--- START OF SOURCE MATERIAL ---
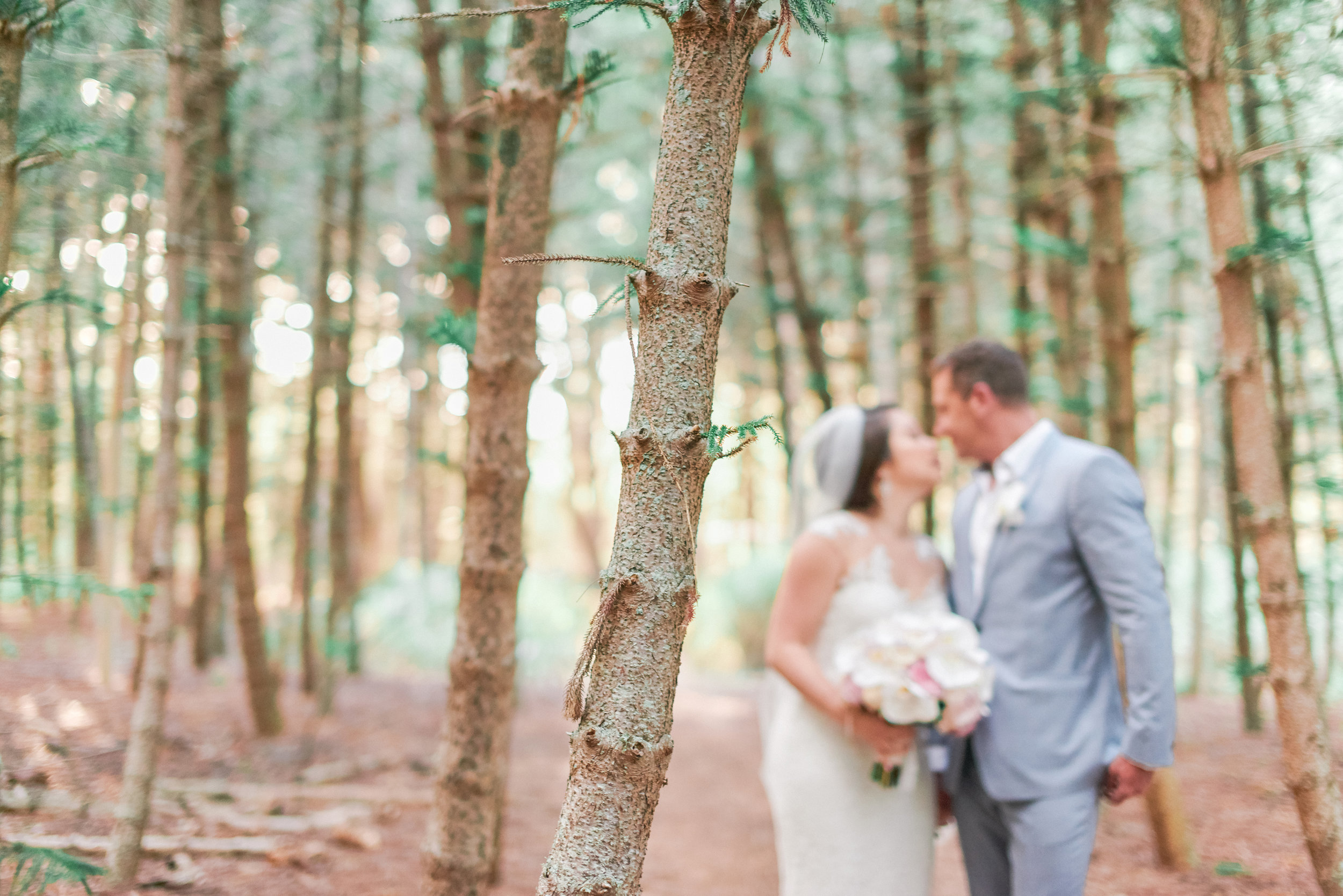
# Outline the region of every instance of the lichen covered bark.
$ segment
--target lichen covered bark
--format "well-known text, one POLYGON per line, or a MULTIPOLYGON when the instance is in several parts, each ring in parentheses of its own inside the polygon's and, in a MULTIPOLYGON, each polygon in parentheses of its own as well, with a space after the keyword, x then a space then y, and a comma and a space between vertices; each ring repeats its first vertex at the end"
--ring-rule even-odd
POLYGON ((1269 682, 1277 704, 1287 786, 1326 896, 1343 893, 1343 807, 1319 712, 1305 599, 1277 463, 1276 427, 1264 382, 1250 259, 1229 251, 1250 242, 1226 91, 1219 5, 1180 0, 1198 168, 1207 208, 1213 282, 1222 312, 1222 376, 1232 419, 1237 488, 1232 500, 1258 562, 1268 629, 1269 682))
POLYGON ((140 869, 140 837, 149 821, 163 737, 164 708, 172 673, 173 635, 173 533, 179 513, 177 399, 181 398, 181 368, 191 333, 183 321, 187 301, 187 246, 183 235, 189 224, 189 179, 187 137, 199 128, 188 116, 188 94, 193 89, 188 44, 195 38, 193 5, 173 0, 168 20, 168 126, 164 129, 164 273, 168 300, 163 310, 163 367, 158 387, 158 447, 153 469, 153 508, 149 521, 148 557, 141 568, 144 582, 153 586, 145 617, 142 684, 130 712, 130 736, 121 772, 121 795, 115 825, 107 848, 109 884, 133 884, 140 869))
POLYGON ((517 586, 522 576, 526 406, 536 359, 539 265, 502 259, 545 249, 551 175, 565 97, 567 26, 557 12, 518 16, 496 98, 485 273, 467 410, 466 506, 457 641, 424 842, 434 896, 474 896, 498 860, 513 713, 517 586))
POLYGON ((755 4, 709 0, 670 24, 647 265, 634 275, 634 398, 630 426, 616 437, 615 537, 592 622, 586 700, 569 705, 577 727, 568 789, 537 893, 641 892, 696 598, 694 525, 712 463, 701 433, 719 329, 736 290, 724 265, 743 89, 751 51, 770 24, 755 4))

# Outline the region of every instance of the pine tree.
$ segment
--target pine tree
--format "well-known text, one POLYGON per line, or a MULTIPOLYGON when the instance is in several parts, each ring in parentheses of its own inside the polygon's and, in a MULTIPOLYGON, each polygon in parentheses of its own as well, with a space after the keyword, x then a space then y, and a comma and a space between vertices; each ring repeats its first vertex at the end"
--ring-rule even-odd
POLYGON ((1232 132, 1219 9, 1180 0, 1199 177, 1222 312, 1222 376, 1230 410, 1238 493, 1232 497, 1258 562, 1260 607, 1269 642, 1269 682, 1277 703, 1287 785, 1296 798, 1315 877, 1326 896, 1343 893, 1343 805, 1319 712, 1292 525, 1277 463, 1258 341, 1250 244, 1238 153, 1232 132))
MULTIPOLYGON (((470 356, 466 508, 449 658, 447 716, 426 836, 428 893, 474 896, 496 876, 516 674, 517 587, 522 578, 526 410, 536 359, 541 267, 505 258, 544 251, 564 83, 568 26, 557 12, 513 20, 508 74, 493 103, 485 271, 470 356)), ((586 73, 590 78, 596 73, 586 73)))

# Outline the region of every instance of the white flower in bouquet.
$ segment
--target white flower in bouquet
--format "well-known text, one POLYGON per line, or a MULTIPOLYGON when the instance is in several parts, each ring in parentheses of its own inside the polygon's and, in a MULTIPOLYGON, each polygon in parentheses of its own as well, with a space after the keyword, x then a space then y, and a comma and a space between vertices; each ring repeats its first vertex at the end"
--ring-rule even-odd
POLYGON ((968 733, 992 697, 979 633, 951 614, 892 614, 845 641, 835 665, 846 696, 893 725, 968 733))

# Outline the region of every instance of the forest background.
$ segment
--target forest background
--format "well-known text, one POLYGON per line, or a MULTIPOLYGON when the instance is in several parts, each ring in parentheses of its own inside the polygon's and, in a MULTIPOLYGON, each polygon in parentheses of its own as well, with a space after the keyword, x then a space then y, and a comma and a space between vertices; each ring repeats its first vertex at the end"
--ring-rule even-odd
MULTIPOLYGON (((183 662, 242 657, 222 668, 265 733, 277 686, 325 712, 345 676, 441 680, 453 647, 490 109, 518 26, 399 20, 427 0, 214 5, 181 30, 161 3, 0 4, 0 652, 23 661, 24 614, 55 602, 91 682, 154 680, 157 584, 183 662)), ((587 259, 533 290, 516 657, 541 684, 572 669, 611 555, 639 306, 600 258, 646 254, 672 63, 638 4, 567 5, 544 250, 587 259)), ((1099 5, 1099 62, 1097 4, 1061 0, 841 4, 825 40, 800 8, 756 48, 708 434, 763 438, 705 482, 690 669, 761 665, 810 422, 885 400, 927 419, 928 360, 980 334, 1029 357, 1065 430, 1135 461, 1179 685, 1240 695, 1257 728, 1268 629, 1228 461, 1229 263, 1253 275, 1301 614, 1338 695, 1340 13, 1219 9, 1252 235, 1210 253, 1179 11, 1099 5)), ((924 521, 950 555, 968 467, 947 451, 924 521)))

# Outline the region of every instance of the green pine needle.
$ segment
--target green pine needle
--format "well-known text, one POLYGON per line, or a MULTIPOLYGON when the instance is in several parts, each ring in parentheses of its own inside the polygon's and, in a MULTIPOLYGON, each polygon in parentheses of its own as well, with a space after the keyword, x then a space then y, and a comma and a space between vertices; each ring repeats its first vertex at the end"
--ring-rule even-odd
POLYGON ((470 355, 475 351, 475 313, 458 317, 451 310, 442 312, 430 324, 428 337, 439 345, 457 345, 470 355))
POLYGON ((13 862, 8 896, 27 896, 28 893, 40 896, 40 893, 47 892, 47 887, 56 881, 79 884, 91 896, 89 879, 106 873, 105 869, 59 849, 0 841, 0 868, 5 862, 13 862))

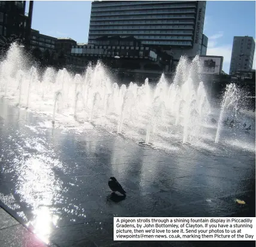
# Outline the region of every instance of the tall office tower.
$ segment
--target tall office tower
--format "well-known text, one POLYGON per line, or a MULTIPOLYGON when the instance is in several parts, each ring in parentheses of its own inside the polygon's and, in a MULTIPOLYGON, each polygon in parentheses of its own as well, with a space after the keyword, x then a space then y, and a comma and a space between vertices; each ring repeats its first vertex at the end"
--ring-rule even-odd
POLYGON ((253 37, 234 36, 233 41, 229 74, 249 71, 252 68, 255 42, 253 37))
POLYGON ((133 36, 142 44, 161 47, 176 59, 204 54, 206 2, 93 1, 88 42, 105 35, 133 36))
POLYGON ((29 13, 25 13, 25 1, 0 1, 0 36, 15 35, 25 39, 29 48, 33 1, 29 1, 29 13))

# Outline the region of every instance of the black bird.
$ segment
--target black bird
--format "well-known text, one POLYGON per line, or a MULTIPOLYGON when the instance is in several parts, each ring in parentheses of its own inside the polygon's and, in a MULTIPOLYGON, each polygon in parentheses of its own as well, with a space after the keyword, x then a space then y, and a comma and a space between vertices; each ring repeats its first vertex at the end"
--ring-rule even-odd
POLYGON ((126 195, 125 190, 114 177, 111 177, 108 180, 108 186, 113 192, 118 192, 124 196, 126 195))
POLYGON ((248 128, 246 128, 245 129, 245 130, 248 131, 248 130, 251 129, 251 126, 252 126, 252 125, 250 125, 248 128))
POLYGON ((233 127, 234 126, 234 120, 232 120, 230 121, 230 122, 229 123, 229 126, 230 127, 233 127))
POLYGON ((227 122, 228 122, 228 118, 227 118, 227 120, 224 120, 224 124, 225 125, 227 125, 227 122))

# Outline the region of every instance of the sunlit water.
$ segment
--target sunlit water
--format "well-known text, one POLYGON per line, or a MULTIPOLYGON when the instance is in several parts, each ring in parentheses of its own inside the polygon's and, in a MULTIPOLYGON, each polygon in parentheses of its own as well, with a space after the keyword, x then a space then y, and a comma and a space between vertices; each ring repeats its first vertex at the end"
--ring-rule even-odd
--- END OF SOURCE MATERIAL ---
**WORK INSTRUCTIONS**
Convert everything in the material from the line containing "# Outline the region of every instance of the sunlit" down to and including the line containing "--target sunlit water" into a numbered list, leaving out any blank lines.

**FULL ANSWER**
1. # Outline the region of every instance of the sunlit water.
2. $ segment
3. --target sunlit water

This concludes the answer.